THE PROBLEM: From the passage on why some children die young, lift out the portion that begins with "Certainly. There can" and ends after "of Salvation, 2:49–57.)", word for word.

── TEXT PASSAGE ──

Certainly. There can be no question about this. If they gain salvation, which is eternal life, which is exaltation, it means that they are married and live in the family unit. President Joseph Fielding Smith has so stated in plain words, and it is something that must necessarily be so. (See Doctrines of Salvation, 2:49–57.)
Why do some children die and others live? Are those who die better off than those who remain in mortality?
We may rest assured that all things are controlled and governed by Him whose spirit children we are. He knows the end from the beginning, and he provides for each of us the testings and trials which he knows we need. President Joseph Fielding Smith once told me that we must assume that the Lord knows and arranges beforehand who shall be taken in infancy and who shall remain on earth to undergo whatever tests are needed in their cases. This accords with Joseph Smith’s statement: “The Lord takes many away, even in infancy, that they may escape the envy of man, and the sorrows and evils of this present world; they were too pure, too lovely, to live on earth.” (Teachings, pp. 196–97.) It is implicit in the whole scheme of things that those of us who have arrived at the years of accountability need the tests and trials to which we are subject and that our problem is to overcome the world and attain that spotless and pure state which little children already possess.

───
── DATASET EXTRACT ──

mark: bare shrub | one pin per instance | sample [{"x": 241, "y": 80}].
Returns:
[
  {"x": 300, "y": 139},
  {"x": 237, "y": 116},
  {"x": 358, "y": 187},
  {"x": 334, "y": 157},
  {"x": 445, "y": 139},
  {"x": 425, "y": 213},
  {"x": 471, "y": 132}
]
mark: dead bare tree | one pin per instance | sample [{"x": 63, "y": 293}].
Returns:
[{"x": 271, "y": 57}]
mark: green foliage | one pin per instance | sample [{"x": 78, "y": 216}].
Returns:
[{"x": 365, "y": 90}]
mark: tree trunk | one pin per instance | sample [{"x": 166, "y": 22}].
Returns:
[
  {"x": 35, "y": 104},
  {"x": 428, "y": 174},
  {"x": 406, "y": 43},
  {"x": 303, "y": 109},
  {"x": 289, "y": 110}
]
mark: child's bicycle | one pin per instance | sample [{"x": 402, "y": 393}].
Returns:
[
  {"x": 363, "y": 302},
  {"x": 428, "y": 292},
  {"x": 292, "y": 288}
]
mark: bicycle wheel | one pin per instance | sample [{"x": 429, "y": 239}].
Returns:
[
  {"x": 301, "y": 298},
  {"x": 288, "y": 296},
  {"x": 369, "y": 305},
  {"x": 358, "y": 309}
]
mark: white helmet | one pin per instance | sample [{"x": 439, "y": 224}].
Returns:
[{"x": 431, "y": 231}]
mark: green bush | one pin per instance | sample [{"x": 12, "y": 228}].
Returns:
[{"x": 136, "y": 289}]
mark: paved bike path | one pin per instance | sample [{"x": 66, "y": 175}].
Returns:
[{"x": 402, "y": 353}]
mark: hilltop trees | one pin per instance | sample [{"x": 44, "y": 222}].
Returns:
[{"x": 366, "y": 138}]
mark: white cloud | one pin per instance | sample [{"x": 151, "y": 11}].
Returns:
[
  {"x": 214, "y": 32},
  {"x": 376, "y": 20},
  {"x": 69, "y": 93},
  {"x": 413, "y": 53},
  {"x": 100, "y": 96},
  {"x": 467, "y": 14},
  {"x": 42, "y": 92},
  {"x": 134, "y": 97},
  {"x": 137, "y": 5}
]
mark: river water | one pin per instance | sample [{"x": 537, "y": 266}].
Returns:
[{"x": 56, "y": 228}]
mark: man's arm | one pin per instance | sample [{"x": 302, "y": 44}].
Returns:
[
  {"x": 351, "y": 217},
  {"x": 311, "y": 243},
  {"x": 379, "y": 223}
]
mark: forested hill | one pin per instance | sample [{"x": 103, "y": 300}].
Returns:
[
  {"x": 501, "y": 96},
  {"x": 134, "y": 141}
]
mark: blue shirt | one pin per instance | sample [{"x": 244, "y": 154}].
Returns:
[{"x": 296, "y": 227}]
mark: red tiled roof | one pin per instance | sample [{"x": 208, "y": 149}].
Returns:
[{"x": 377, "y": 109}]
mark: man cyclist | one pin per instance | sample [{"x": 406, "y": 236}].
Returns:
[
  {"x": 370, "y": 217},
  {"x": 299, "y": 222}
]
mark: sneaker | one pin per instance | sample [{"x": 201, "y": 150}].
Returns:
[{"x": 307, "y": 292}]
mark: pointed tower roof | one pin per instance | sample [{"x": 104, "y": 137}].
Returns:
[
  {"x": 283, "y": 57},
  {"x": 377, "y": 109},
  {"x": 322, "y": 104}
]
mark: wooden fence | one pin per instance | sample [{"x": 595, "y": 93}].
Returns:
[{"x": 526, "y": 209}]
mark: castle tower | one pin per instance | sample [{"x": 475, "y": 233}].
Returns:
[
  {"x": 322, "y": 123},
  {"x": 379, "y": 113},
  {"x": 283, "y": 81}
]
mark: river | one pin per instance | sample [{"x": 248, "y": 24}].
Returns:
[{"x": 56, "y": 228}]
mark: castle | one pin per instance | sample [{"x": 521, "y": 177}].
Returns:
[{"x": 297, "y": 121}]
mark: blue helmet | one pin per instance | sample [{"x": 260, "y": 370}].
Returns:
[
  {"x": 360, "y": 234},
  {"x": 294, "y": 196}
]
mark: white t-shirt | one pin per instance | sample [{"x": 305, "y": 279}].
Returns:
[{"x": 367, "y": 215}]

───

REPLY:
Certainly. There can be no question about this. If they gain salvation, which is eternal life, which is exaltation, it means that they are married and live in the family unit. President Joseph Fielding Smith has so stated in plain words, and it is something that must necessarily be so. (See Doctrines of Salvation, 2:49–57.)